__THE TASK__. Can you turn the lines starting at the one containing "Draw the outline of every instance of the distant" and ending at the one containing "184], [158, 195]]]", both included, into a Markdown table with the columns Row and Line? Number each row and skip any blank lines.

Object outline annotations:
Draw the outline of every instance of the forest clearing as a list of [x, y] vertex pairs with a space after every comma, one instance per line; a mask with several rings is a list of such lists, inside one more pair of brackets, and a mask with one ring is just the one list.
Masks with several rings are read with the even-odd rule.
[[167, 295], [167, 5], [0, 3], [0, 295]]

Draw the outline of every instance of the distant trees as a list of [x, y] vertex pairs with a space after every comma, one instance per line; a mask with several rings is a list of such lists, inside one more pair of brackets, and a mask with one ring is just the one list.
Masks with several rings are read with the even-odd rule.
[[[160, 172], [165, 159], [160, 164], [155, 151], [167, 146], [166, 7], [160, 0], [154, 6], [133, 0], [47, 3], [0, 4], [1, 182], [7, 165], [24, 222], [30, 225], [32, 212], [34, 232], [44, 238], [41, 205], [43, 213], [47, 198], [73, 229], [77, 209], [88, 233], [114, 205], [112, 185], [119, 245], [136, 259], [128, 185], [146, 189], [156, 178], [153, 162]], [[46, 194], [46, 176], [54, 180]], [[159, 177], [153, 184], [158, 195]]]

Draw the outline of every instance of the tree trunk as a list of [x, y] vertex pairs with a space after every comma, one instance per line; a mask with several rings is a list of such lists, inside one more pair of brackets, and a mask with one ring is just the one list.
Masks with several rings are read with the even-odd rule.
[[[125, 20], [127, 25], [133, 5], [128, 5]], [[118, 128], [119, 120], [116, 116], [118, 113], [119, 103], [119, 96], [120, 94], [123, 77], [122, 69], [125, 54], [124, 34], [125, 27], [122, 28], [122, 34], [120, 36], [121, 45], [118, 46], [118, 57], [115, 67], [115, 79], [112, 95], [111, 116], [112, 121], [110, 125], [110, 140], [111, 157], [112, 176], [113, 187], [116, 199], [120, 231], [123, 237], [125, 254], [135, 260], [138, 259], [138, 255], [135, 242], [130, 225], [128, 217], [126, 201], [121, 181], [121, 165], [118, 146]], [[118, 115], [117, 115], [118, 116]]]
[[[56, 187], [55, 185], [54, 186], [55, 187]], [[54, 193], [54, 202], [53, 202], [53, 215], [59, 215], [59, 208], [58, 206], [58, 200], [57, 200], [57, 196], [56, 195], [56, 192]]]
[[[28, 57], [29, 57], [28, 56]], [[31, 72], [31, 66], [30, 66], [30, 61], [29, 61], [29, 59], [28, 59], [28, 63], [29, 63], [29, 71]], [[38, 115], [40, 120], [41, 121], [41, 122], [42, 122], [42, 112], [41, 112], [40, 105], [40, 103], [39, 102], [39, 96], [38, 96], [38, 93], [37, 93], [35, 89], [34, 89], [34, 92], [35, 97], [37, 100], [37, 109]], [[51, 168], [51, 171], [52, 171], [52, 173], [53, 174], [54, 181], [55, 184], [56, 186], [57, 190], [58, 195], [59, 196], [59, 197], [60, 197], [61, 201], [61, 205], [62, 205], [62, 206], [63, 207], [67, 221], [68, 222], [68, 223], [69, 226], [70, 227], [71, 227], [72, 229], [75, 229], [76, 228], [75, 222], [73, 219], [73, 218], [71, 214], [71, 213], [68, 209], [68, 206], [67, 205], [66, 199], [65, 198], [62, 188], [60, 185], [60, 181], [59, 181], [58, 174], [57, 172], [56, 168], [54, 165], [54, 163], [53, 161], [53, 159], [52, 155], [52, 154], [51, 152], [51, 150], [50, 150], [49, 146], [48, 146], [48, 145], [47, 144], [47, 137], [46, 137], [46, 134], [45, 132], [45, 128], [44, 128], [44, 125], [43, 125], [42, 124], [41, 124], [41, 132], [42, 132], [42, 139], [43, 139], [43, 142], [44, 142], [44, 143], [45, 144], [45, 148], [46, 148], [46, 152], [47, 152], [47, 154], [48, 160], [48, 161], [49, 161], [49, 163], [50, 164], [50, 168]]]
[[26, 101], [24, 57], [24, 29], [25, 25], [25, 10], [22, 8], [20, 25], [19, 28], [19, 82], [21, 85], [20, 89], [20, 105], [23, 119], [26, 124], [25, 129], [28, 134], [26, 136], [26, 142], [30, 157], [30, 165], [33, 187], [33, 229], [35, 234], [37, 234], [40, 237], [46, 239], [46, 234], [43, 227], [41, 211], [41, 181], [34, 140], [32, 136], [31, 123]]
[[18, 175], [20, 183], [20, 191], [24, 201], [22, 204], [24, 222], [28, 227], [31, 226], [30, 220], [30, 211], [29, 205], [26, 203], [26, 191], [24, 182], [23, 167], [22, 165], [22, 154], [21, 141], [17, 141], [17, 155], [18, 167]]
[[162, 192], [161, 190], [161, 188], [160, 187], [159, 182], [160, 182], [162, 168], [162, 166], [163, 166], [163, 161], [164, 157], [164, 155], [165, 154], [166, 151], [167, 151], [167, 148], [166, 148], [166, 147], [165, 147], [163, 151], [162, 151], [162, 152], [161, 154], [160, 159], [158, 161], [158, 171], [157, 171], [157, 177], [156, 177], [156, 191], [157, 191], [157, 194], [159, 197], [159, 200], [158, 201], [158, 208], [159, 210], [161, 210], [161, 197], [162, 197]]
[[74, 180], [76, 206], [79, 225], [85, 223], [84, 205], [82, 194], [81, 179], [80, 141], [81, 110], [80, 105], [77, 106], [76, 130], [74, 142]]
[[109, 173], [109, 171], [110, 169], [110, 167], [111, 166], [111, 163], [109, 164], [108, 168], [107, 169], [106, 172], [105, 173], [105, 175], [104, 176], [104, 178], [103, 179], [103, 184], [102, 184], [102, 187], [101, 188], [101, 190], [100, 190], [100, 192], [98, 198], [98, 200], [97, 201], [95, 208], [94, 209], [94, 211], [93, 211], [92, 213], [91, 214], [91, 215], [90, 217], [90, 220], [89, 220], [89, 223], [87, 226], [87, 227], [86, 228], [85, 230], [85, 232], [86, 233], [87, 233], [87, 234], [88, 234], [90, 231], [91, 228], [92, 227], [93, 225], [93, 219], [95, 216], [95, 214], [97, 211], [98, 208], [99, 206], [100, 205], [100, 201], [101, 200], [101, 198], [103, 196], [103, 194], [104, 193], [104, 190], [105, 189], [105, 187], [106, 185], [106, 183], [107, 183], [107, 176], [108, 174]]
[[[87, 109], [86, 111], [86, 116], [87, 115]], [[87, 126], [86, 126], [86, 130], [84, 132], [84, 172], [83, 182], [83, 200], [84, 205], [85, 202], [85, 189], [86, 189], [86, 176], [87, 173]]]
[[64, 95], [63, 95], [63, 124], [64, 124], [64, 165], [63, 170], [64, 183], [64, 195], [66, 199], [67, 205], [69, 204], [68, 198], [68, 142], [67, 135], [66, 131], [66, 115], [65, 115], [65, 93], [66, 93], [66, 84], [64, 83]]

__ANSWER FOR THIS EXERCISE__.
| Row | Line |
|---|---|
| 1 | Draw the outline of every instance of the distant trees as a list of [x, y] vertex pairs with a space after every comma, one instance per line; a mask with several rings is a list of such lists, inside one more pair of brackets, and a mask with one ring is just the one list. |
| 2 | Masks with several rings are read with the even-odd rule. |
| 3 | [[[160, 172], [165, 159], [160, 164], [155, 151], [167, 146], [166, 7], [160, 0], [154, 6], [133, 0], [47, 3], [0, 4], [1, 182], [7, 165], [24, 222], [30, 225], [32, 212], [34, 232], [44, 238], [41, 205], [43, 213], [47, 198], [73, 229], [77, 209], [88, 233], [114, 205], [112, 185], [119, 245], [136, 259], [128, 185], [146, 189], [156, 178], [153, 162]], [[46, 194], [46, 176], [54, 180]], [[159, 177], [153, 184], [158, 195]]] |